+++ RECORDED DATA

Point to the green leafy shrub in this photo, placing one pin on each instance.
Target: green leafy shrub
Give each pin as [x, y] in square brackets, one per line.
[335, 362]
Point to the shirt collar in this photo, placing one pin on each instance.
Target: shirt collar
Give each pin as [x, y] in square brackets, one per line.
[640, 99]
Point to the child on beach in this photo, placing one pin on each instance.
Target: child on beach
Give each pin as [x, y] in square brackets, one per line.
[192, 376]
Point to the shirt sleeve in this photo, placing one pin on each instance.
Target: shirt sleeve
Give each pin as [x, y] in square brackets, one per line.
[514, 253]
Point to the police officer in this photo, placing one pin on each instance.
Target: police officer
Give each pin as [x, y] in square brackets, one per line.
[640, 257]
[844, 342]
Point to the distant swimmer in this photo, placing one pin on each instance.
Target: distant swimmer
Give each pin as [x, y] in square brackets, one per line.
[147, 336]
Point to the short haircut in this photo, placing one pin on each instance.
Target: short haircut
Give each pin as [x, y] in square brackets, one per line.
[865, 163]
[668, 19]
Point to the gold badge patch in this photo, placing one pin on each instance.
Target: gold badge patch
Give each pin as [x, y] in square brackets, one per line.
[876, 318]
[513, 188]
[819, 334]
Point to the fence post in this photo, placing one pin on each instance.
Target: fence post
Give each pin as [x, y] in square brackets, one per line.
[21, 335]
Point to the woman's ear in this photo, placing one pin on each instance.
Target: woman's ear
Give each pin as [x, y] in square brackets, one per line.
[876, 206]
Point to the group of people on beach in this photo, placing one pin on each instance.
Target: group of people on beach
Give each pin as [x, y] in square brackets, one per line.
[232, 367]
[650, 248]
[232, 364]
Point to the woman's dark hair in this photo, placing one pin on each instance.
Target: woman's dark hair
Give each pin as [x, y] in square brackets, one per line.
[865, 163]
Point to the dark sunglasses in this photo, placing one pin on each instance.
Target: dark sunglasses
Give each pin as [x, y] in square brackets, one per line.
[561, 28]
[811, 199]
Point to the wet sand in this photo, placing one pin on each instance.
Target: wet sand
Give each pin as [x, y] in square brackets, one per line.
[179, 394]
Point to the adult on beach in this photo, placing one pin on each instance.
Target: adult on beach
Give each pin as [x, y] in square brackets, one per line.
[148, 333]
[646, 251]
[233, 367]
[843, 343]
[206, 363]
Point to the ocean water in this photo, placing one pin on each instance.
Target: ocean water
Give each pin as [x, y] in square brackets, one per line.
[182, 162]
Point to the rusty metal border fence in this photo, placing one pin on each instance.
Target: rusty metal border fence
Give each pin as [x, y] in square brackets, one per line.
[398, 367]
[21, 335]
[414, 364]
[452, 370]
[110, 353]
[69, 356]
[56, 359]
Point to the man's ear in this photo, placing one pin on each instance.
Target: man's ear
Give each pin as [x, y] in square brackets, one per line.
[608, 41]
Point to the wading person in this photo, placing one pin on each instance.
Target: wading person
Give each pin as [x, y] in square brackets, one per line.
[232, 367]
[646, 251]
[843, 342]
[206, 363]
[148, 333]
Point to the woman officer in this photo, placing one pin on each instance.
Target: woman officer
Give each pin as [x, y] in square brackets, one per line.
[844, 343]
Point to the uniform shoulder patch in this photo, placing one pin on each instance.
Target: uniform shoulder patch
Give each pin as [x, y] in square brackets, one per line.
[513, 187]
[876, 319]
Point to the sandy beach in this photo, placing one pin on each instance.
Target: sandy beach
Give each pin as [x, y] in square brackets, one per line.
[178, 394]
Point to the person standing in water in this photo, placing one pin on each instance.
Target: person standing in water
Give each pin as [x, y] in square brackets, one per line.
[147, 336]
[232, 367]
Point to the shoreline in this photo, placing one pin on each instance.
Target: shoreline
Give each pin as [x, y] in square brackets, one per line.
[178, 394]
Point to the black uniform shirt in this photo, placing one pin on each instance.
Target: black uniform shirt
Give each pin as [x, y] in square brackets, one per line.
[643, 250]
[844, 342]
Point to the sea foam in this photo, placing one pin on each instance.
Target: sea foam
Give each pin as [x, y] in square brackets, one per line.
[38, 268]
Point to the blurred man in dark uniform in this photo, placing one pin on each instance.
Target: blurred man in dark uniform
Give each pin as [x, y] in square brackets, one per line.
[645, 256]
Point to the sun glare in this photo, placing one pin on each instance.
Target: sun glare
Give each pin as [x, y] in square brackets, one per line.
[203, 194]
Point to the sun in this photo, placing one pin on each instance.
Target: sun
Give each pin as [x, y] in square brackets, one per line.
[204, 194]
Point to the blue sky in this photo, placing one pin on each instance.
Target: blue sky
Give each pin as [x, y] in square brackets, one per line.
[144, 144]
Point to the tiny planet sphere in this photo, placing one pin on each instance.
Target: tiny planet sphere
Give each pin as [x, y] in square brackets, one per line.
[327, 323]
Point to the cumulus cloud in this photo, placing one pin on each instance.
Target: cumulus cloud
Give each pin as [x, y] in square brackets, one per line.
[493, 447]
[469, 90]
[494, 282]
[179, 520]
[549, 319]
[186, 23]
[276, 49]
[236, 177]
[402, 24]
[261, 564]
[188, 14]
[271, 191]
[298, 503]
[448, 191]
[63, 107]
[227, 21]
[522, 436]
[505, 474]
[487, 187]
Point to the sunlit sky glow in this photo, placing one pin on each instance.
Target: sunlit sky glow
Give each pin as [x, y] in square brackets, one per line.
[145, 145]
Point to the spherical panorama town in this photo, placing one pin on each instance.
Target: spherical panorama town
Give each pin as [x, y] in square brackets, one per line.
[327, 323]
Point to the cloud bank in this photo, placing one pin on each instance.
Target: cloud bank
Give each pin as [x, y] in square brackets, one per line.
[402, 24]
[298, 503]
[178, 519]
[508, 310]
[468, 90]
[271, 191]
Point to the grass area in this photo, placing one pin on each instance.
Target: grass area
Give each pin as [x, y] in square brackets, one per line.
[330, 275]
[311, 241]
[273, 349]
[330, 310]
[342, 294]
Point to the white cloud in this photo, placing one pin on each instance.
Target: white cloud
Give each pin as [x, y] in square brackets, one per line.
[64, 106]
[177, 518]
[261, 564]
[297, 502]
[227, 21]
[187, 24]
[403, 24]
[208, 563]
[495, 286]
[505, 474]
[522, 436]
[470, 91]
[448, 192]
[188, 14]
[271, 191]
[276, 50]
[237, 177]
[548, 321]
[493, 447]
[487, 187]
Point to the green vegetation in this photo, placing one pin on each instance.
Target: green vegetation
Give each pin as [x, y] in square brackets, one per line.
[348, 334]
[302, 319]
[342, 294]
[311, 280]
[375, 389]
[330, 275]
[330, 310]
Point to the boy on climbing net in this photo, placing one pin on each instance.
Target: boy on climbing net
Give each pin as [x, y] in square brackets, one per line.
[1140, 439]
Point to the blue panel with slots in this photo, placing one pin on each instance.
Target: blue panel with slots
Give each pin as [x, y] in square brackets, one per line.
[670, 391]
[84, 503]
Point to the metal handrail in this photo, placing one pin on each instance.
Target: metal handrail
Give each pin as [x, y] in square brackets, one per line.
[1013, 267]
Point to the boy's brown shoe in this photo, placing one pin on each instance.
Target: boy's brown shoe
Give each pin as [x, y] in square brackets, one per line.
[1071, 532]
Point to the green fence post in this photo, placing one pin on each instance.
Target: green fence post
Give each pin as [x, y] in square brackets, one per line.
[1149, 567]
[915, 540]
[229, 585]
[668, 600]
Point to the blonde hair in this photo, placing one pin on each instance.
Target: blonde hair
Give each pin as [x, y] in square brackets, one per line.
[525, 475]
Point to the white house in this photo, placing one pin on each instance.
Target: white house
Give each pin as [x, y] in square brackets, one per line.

++++++

Print every one of the records above again, line for line, with no changes.

Point to the green leafy shrub in this photo, placing one pin on each instance.
Target: green leafy shrub
Give each pin as [x, y] in square brackets, one per line.
[335, 362]
Point to the shirt collar in this photo, placing one pin on each instance.
Target: shirt collar
Give each pin as [x, y] in square brackets, one per line.
[640, 99]
Point to the child on beach in this photo, placing one pin on each instance.
Target: child on beach
Give each pin as [x, y] in square brackets, one per line.
[192, 376]
Point to the shirt sleeve in this photo, placing one pin on each instance.
Target: shirt sleeve
Give each pin as [x, y] in square brackets, one per line.
[514, 253]
Point to the police officer in this photo, placing one pin on each instance.
Target: police officer
Give each pin as [x, y] in square brackets, one per line.
[640, 257]
[844, 342]
Point to the distant swimmer in this photo, placing one pin on each instance.
Target: distant swimmer
Give each pin as [x, y] in square brackets, one per line.
[147, 336]
Point to the short haircut in this photo, placing one pin on each instance.
Target: short haircut
Give each pin as [x, y] in square brackets, one per line.
[865, 163]
[668, 19]
Point to the gold badge patch in this photo, placing one pin on each instance.
Target: gold badge patch
Give each pin as [x, y] in square brackets, one per line.
[876, 318]
[513, 188]
[819, 334]
Point to the fence post in this photo, placing one pin on each instance.
Target: fence post
Give each pin as [x, y] in square brackets, one per line.
[21, 335]
Point to the woman's ear in this photo, placing one pin on each instance.
Target: woman's ear
Give each pin as [x, y] in square brackets, one per line.
[876, 206]
Point to the group of people on beach in this photo, placing one pin on each instance.
Target: group of people on beach
Give each pin as [x, y] in square brackets, one per line.
[232, 367]
[650, 248]
[232, 364]
Point to the woman's dark hair in this photo, placing one pin on each instance.
Target: woman's dark hair
Give each pin as [x, y] in square brackets, one per line.
[865, 163]
Point to the dark sunglasses in this photo, placing one pin on each instance.
Target: dark sunglasses
Give each pin as [x, y] in square brackets, one per line.
[561, 28]
[811, 199]
Point to the wet sand in this photo, placing one pin on each instance.
Target: wet sand
Give each pin as [x, y] in square brackets, one per line.
[179, 394]
Point to the adult on beach in this photo, placing one pin on each instance.
Target: adult on beach
Give each pin as [x, y] in square brackets, one per line.
[148, 333]
[646, 251]
[233, 367]
[843, 343]
[206, 363]
Point to the ocean water in this photo, placing one pin on each instance.
Target: ocean water
Give each pin as [x, y] in square brackets, one per line.
[182, 162]
Point to the rusty metal border fence in this photo, placing one pin on each instance.
Target: rusty metal border fence
Give each pin as [x, y] in square brackets, one per line.
[398, 367]
[21, 335]
[414, 364]
[452, 370]
[110, 353]
[69, 356]
[56, 359]
Point to the man's ear in this photo, placing one pin on each instance.
Target: man's ear
Give each pin as [x, y] in square brackets, one per line.
[608, 41]
Point to the wading person in this photo, placing one pin on each instance.
Target: wading person
Give each pin as [x, y] in square brackets, one per line.
[232, 367]
[646, 251]
[843, 342]
[206, 363]
[148, 333]
Point to the woman officer in this photo, placing one pin on each instance.
Target: woman officer
Give each pin as [x, y] in square brackets, one per line.
[844, 343]
Point to the uniform shoulder patch in this photo, placing one pin on each instance.
Target: uniform shoulder patch
Give each pin as [x, y] in square brackets, one per line.
[513, 187]
[876, 319]
Point to the sandy beach in this photo, placing one pin on each instance.
Target: sandy beach
Give each pin as [x, y] in square brackets, one per line.
[178, 394]
Point to the person standing in water in this photo, placing one pin on each instance.
Target: person standing in water
Give each pin as [x, y] in square brackets, one per line.
[147, 336]
[232, 367]
Point to the shoreline in this photo, placing one pin on each instance.
Target: shoreline
Give each pin as [x, y] in square brackets, one per line.
[178, 394]
Point to the black uniform shirt in this photo, placing one pin on each instance.
Target: black uniform shirt
Give each pin as [x, y] in square brackets, one per line.
[643, 250]
[844, 342]
Point to the sea foam in this photo, placing one pin on each instance.
Target: sea foam
Give each pin as [x, y] in square brackets, one per line.
[38, 268]
Point to the blurred man in dark uniform in this photo, placing one pin on each instance.
Target: blurred man in dark uniform
Give each pin as [x, y] in square brackets, one per line.
[645, 256]
Point to the sun glare in this photo, placing one pin on each instance.
Target: sun glare
Give each pin as [x, y] in square brackets, one per line.
[203, 194]
Point to the sun in this photo, placing one pin on each instance.
Target: sun
Give each pin as [x, y] in square brackets, one per line.
[204, 194]
Point to the blue sky in this photo, placing one pin on each instance.
Target: blue sky
Give each pin as [x, y] in square brackets, one per line.
[144, 144]
Point to the tiny planet sphere in this photo, placing one pin on each instance.
Target: tiny planet sphere
Give each pin as [x, y] in square brackets, one per line.
[327, 323]
Point to the cumulus cloud in this photo, placing one pin on each instance.
Target: cumulus cloud
Give each pin as [x, y] in square brackets, one per line.
[493, 447]
[469, 90]
[494, 282]
[179, 520]
[549, 319]
[186, 23]
[276, 49]
[236, 177]
[402, 24]
[261, 564]
[188, 14]
[271, 191]
[298, 503]
[448, 191]
[63, 107]
[227, 21]
[522, 436]
[505, 474]
[487, 187]
Point to the sunlit sky glow in this photo, placing one pin on each instance.
Target: sunlit sky glow
Give each pin as [x, y] in square brackets, one per line.
[145, 145]
Point to the spherical panorama town in this photo, placing one pin on each instance.
Target: spherical panorama town
Give each pin as [x, y] in square brackets, one per line.
[327, 323]
Point to the cloud bank in this photo, placing one pin on each instance.
Target: cloud bank
Give each pin as [x, y] in square brackets, one per line.
[402, 24]
[298, 503]
[178, 519]
[508, 310]
[468, 90]
[271, 191]
Point to the grass area in this photo, placing one pin on each instance.
Target: grass area
Give each pin as [x, y] in square brackets, one per line.
[330, 275]
[311, 241]
[273, 349]
[330, 310]
[342, 294]
Point to the white cloud in this photo, placing one pin on each instance.
Target: white cloud
Give each pin as [x, y] in square brackets, one per line.
[64, 106]
[177, 518]
[261, 564]
[297, 502]
[227, 21]
[187, 24]
[403, 24]
[208, 563]
[495, 286]
[505, 474]
[522, 436]
[470, 91]
[448, 192]
[188, 14]
[271, 191]
[276, 50]
[237, 177]
[548, 321]
[493, 447]
[487, 187]
Point to the green vegetation in this photo, placing one pin on each instance.
Target: green vegetation
Give each pin as [x, y] in square brackets, one per line.
[348, 334]
[302, 319]
[342, 294]
[311, 280]
[375, 389]
[330, 275]
[330, 310]
Point to the boy on climbing net in this photo, placing one pin on each instance.
Target: boy on climbing net
Give each pin as [x, y] in square brackets, one per line.
[1140, 439]
Point to the blue panel with slots in this photo, placing one pin on each instance.
Target: blue panel with slots
Give each pin as [x, y] in square brackets, one per line.
[670, 391]
[84, 503]
Point to the metal handrail in this photo, placing one pin on each instance.
Target: metal handrail
Give each pin as [x, y] in square brackets, one per line.
[1013, 267]
Point to the boy's brown shoe in this photo, placing one pin on each instance.
Target: boy's brown shoe
Give each pin as [x, y] in square brackets, one per line.
[1071, 532]
Point to the green fence post in this photo, placing one pin on each instance.
Target: green fence post
Give each pin as [x, y] in square brackets, one per line.
[1149, 567]
[915, 540]
[229, 585]
[668, 600]
Point to the blonde hair in this photo, placing one pin on each instance.
Target: blonde hair
Give each pin as [x, y] in square brackets, one per line.
[525, 475]
Point to the white house in this photo, placing one pin on each instance.
Target: white house
Give each pin as [x, y] in square brackets, one per line.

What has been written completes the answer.